TASK => Take the line that contains "head. Write the coordinates, one line per instance." and all lines after it, up to and including the last line of the data, and write them out exactly; nothing else belongs in the answer.

(Dataset rows)
──────

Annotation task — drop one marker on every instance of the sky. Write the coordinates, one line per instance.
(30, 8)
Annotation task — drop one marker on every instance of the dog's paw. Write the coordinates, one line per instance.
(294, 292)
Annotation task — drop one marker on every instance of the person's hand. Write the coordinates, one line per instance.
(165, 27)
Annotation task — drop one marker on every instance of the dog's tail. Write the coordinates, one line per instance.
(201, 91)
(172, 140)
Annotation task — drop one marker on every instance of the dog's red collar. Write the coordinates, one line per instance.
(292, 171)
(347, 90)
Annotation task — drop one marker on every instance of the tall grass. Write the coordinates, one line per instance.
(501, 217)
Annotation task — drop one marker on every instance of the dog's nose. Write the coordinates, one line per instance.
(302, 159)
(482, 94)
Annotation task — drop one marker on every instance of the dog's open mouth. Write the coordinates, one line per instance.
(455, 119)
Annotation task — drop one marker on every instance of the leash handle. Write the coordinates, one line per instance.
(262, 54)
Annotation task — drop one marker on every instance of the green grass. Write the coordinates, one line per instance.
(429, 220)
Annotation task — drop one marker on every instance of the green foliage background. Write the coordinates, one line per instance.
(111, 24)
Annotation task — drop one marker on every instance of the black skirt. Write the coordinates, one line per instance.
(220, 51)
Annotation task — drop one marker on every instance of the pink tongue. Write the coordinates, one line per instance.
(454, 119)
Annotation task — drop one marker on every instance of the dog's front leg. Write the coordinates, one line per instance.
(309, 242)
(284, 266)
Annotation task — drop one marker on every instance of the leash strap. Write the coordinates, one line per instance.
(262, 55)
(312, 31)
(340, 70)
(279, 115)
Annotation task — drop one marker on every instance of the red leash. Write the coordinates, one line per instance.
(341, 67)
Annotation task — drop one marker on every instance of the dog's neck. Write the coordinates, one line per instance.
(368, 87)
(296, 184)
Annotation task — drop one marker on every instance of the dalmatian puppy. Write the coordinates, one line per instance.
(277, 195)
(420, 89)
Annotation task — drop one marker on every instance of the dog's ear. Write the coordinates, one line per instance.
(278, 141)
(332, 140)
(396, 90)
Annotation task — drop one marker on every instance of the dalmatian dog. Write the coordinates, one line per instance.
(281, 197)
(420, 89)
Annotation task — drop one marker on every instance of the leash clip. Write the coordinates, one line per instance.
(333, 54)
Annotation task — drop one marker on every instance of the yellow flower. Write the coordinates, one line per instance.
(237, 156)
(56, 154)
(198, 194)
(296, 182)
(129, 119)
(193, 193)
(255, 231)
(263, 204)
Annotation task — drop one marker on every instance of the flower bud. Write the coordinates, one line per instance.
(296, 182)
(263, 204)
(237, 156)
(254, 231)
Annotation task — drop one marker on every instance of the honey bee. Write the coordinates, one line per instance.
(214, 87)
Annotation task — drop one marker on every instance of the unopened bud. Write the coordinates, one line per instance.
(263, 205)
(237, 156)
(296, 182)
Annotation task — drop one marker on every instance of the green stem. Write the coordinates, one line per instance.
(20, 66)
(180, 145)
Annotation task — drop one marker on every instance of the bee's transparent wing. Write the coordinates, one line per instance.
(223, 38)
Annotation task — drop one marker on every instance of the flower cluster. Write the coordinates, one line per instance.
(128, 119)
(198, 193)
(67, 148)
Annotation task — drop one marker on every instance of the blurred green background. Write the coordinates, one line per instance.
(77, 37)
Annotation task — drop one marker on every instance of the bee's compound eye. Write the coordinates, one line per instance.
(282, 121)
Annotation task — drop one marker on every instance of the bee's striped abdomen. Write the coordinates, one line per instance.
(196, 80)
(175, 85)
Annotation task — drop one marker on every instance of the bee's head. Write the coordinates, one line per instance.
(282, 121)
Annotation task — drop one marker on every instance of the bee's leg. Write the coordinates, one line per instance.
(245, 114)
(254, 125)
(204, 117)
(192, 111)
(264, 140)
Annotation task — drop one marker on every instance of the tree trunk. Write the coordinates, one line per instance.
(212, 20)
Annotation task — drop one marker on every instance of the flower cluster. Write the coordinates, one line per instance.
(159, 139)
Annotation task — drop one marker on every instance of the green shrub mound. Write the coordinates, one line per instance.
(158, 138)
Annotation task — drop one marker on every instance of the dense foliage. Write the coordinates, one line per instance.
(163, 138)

──────

EXPECTED ANSWER =>
Annotation task — drop one marker on every instance of the bee's head. Write the coordinates, one line per instance.
(282, 121)
Annotation task — drop one marker on every instance of the bee's leg. Write the coordinates, one line per instance.
(245, 114)
(254, 125)
(204, 117)
(192, 111)
(264, 140)
Annotation task — drop one marker on every instance of the tree trunk. Write the coordinates, one line per instance.
(212, 20)
Annotation task — drop one marker on every instance of the flower cluster. Write the coordinates, one line per instance.
(159, 139)
Annotation task — drop one marker on every instance of the green shrub mound. Write the coordinates, one line per instance.
(158, 138)
Annotation task — drop one marker on every instance of the dense foliage. Write the coordinates, one line per instance.
(163, 138)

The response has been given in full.